*TASK SET*
a. In the bond fund turnover post, how often does the index change?
b. From the bond fund turnover post, write out the passage that begins at the words "Cash flows." and stops after "in interest rates.".
c. List the three steps that the bond fund turnover post says the fund takes to further mitigate counterparty risk.
** start EXCERPT TO READ **
Post by typical.investor » Fri Aug 03, 2018 2:25 am

If turnover wasn't that high, tracking error would be higher.

The index changes monthly and not yearly as typical of stocks.
The index sees maybe 20% of value in new additions.
The index sees maybe 15% of value in exits.
Mortgage backed securities are paid off early.
Coupons need to be reinvested.
Cash flows.
TBAs (2)
Futures contracts that need to be rolled over (3)
Mortgage dollar rolls (4)

Annual Report | December 31, 2017
Total Bond Market Index Fund
p 27

2. Futures Contracts: The fund uses futures contracts to invest in fixed income asset classes with
greater efficiency and lower cost than is possible through direct investment, to add value when
these instruments are attractively priced, or to adjust sensitivity to changes in interest rates.
The primary risks associated with the use of futures contracts are imperfect correlation between
changes in market values of bonds held by the fund and the prices of futures contracts, and the
possibility of an illiquid market. Counterparty risk involving futures is mitigated because a regulated
clearinghouse is the counterparty instead of the clearing broker. To further mitigate counterparty
risk, the fund trades futures contracts on an exchange, monitors the financial strength of its clearing
brokers and clearinghouse, and has entered into clearing agreements with its clearing brokers. The
clearinghouse imposes initial margin requirements to secure the fund’s performance and requires
daily settlement of variation margin representing changes in the market value of each contract.
Futures contracts are valued at their quoted daily settlement prices. The notional amounts of
the contracts are not recorded in the Statement of Net Assets. Fluctuations in the value of the
contracts are recorded in the Statement of Net Assets as an asset (liability) and in the Statement
of Operations as unrealized appreciation (depreciation) until the contracts are closed, when they
are recorded as realized futures gains (losses).
During the year ended December 31, 2017, the fund’s average investments in long and short
futures contracts represented 0% and less than 1% of net assets, respectively, based on the
average of the notional amounts at each quarter-end during the period. The fund had no open
futures contracts at December 31, 2017.
** end EXCERPT TO READ **
** start DATA ENTRIES **
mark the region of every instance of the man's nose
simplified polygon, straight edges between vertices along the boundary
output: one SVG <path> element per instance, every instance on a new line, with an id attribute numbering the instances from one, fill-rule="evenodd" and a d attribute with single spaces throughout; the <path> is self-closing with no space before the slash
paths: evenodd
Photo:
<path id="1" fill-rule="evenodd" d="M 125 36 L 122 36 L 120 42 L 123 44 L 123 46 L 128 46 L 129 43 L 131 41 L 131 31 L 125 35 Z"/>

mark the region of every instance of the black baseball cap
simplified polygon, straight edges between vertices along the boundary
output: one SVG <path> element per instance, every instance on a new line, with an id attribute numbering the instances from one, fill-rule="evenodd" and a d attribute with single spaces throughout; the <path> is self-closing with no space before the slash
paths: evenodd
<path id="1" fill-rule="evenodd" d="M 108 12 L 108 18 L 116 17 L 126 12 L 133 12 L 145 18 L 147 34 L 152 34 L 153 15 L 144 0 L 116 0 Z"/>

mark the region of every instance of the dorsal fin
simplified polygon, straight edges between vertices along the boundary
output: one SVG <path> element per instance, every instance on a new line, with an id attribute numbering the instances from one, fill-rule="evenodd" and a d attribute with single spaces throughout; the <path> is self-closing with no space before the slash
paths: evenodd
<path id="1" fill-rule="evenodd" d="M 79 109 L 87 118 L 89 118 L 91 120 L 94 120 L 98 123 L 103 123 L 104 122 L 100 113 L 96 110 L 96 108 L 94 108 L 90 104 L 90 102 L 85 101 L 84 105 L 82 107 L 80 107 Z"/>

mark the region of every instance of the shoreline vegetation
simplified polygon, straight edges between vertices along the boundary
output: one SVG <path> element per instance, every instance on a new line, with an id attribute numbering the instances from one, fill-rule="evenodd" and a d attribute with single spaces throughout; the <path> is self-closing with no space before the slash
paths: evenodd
** end DATA ENTRIES **
*EXERCISE RESPONSES*
a. Monthly.

b.
Cash flows.
TBAs (2)
Futures contracts that need to be rolled over (3)
Mortgage dollar rolls (4)

Annual Report | December 31, 2017
Total Bond Market Index Fund
p 27

2. Futures Contracts: The fund uses futures contracts to invest in fixed income asset classes with
greater efficiency and lower cost than is possible through direct investment, to add value when
these instruments are attractively priced, or to adjust sensitivity to changes in interest rates.

c.
- It trades futures contracts on an exchange.
- It monitors the financial strength of its clearing brokers and clearinghouse.
- It has entered into clearing agreements with its clearing brokers.